**Entries shown**:
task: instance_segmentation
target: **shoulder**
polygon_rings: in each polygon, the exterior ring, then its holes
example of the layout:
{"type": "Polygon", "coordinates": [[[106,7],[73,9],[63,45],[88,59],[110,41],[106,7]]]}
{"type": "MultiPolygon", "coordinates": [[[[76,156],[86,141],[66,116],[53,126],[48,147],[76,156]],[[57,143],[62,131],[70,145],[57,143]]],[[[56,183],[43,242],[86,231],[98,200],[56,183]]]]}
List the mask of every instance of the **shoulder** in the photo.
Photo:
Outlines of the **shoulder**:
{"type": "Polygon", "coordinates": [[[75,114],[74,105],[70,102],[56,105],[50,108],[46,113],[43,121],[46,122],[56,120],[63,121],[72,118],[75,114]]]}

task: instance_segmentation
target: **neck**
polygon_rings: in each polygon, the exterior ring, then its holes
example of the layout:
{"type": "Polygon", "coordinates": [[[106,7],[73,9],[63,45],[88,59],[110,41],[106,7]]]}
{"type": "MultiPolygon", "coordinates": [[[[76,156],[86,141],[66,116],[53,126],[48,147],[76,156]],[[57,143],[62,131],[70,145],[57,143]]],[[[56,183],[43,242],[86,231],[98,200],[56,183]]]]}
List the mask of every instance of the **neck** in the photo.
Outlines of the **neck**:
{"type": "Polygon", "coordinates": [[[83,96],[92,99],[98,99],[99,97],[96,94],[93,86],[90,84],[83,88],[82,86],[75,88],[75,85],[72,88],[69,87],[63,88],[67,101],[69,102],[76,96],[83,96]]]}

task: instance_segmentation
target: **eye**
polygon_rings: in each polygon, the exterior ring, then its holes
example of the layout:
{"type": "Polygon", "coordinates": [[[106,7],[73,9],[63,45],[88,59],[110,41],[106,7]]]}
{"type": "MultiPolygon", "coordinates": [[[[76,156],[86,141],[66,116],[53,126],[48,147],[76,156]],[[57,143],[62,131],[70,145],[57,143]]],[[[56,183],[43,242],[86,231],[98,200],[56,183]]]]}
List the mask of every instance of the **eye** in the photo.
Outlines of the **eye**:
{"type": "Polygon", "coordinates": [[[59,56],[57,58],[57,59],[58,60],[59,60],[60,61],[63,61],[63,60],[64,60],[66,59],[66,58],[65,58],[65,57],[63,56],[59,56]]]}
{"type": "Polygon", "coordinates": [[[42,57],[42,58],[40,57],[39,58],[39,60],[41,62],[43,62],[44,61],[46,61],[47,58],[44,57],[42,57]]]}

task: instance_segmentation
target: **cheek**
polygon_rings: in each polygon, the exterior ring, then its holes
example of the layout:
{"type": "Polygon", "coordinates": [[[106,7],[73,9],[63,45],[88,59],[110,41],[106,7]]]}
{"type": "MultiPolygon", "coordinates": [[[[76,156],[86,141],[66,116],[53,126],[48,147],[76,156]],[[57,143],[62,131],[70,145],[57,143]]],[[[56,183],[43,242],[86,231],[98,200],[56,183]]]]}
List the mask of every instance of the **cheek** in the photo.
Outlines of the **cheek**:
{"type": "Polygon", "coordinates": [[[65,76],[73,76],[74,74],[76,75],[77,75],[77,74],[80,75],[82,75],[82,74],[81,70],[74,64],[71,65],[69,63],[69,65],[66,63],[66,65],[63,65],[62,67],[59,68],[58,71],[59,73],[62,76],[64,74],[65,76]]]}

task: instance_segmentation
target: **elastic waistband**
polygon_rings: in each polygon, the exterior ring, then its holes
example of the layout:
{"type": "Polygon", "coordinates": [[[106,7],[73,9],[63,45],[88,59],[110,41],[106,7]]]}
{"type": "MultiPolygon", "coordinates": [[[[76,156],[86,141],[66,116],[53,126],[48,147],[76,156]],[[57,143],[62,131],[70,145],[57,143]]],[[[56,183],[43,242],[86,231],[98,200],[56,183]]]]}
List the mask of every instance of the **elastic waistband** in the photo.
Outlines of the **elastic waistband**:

**Written request**: What do the records say? Quote them all exactly.

**Final result**:
task: instance_segmentation
target: **shoulder**
polygon_rings: in each polygon, the exterior ring, then its holes
example of the layout:
{"type": "Polygon", "coordinates": [[[106,7],[73,9],[63,45],[88,59],[110,41],[106,7]]]}
{"type": "MultiPolygon", "coordinates": [[[[76,156],[86,141],[66,116],[53,126],[48,147],[76,156]],[[57,143],[62,131],[70,145],[57,143]]],[[[56,183],[43,242],[86,231],[98,200],[56,183]]]]}
List the mask of every instance of the **shoulder** in the photo.
Photo:
Outlines of the **shoulder**:
{"type": "Polygon", "coordinates": [[[75,114],[74,105],[70,102],[56,105],[50,108],[46,113],[43,121],[46,122],[56,120],[63,121],[72,118],[75,114]]]}

task: instance_segmentation
target: **neck**
polygon_rings: in each polygon, the exterior ring, then its holes
example of the layout:
{"type": "Polygon", "coordinates": [[[106,7],[73,9],[63,45],[88,59],[110,41],[106,7]]]}
{"type": "MultiPolygon", "coordinates": [[[[76,156],[86,141],[66,116],[53,126],[48,147],[76,156]],[[57,143],[62,131],[70,145],[57,143]]],[[[56,183],[43,242],[86,231],[98,200],[56,183]]]]}
List the mask of every instance of the **neck** in the photo.
Outlines of the **neck**:
{"type": "Polygon", "coordinates": [[[83,96],[92,99],[98,99],[99,97],[96,94],[93,86],[90,84],[83,88],[82,86],[75,88],[75,85],[72,88],[69,87],[63,88],[67,101],[69,102],[76,96],[83,96]]]}

task: instance_segmentation
target: **eye**
polygon_rings: in each polygon, the exterior ring, then its holes
example of the layout:
{"type": "Polygon", "coordinates": [[[106,7],[73,9],[63,45],[88,59],[110,41],[106,7]]]}
{"type": "MultiPolygon", "coordinates": [[[[76,156],[86,141],[66,116],[53,126],[48,147],[76,156]],[[57,143],[62,131],[70,145],[57,143]]],[[[56,183],[43,242],[86,231],[98,200],[56,183]]]]}
List the mask of every instance of the **eye** in the photo.
Outlines of the **eye**:
{"type": "Polygon", "coordinates": [[[59,56],[57,58],[57,59],[58,60],[59,60],[60,61],[63,61],[63,60],[64,60],[66,59],[66,58],[65,58],[65,57],[63,56],[59,56]]]}
{"type": "Polygon", "coordinates": [[[42,57],[42,58],[40,57],[39,58],[39,60],[41,62],[43,62],[44,61],[46,61],[47,58],[44,57],[42,57]]]}

task: instance_segmentation
target: **cheek**
polygon_rings: in each polygon, the exterior ring, then its holes
example of the layout:
{"type": "Polygon", "coordinates": [[[106,7],[73,9],[63,45],[88,59],[110,41],[106,7]]]}
{"type": "MultiPolygon", "coordinates": [[[[76,156],[86,141],[66,116],[53,126],[48,147],[76,156]],[[57,143],[62,131],[70,145],[57,143]]],[[[56,183],[43,242],[86,231],[98,200],[56,183]]]]}
List the mask of every instance of the **cheek** in the photo.
Outlines of the **cheek**:
{"type": "Polygon", "coordinates": [[[65,76],[73,76],[74,74],[76,75],[77,75],[77,74],[80,75],[82,75],[82,74],[81,70],[74,64],[71,65],[69,63],[69,65],[66,63],[66,65],[63,65],[62,67],[59,68],[58,71],[59,73],[62,76],[64,74],[65,76]]]}

task: instance_segmentation
target: **elastic waistband**
polygon_rings: in each polygon, the exterior ring, then its holes
example of the layout:
{"type": "Polygon", "coordinates": [[[106,7],[73,9],[63,45],[88,59],[110,41],[106,7]]]}
{"type": "MultiPolygon", "coordinates": [[[[76,156],[86,141],[66,116],[53,126],[48,147],[76,156]],[[57,143],[62,131],[70,145],[57,143]]],[[[56,183],[43,242],[86,231],[98,200],[56,183]]]]}
List the mask of every instance of the **elastic waistband** in the photo.
Outlines of the **elastic waistband**:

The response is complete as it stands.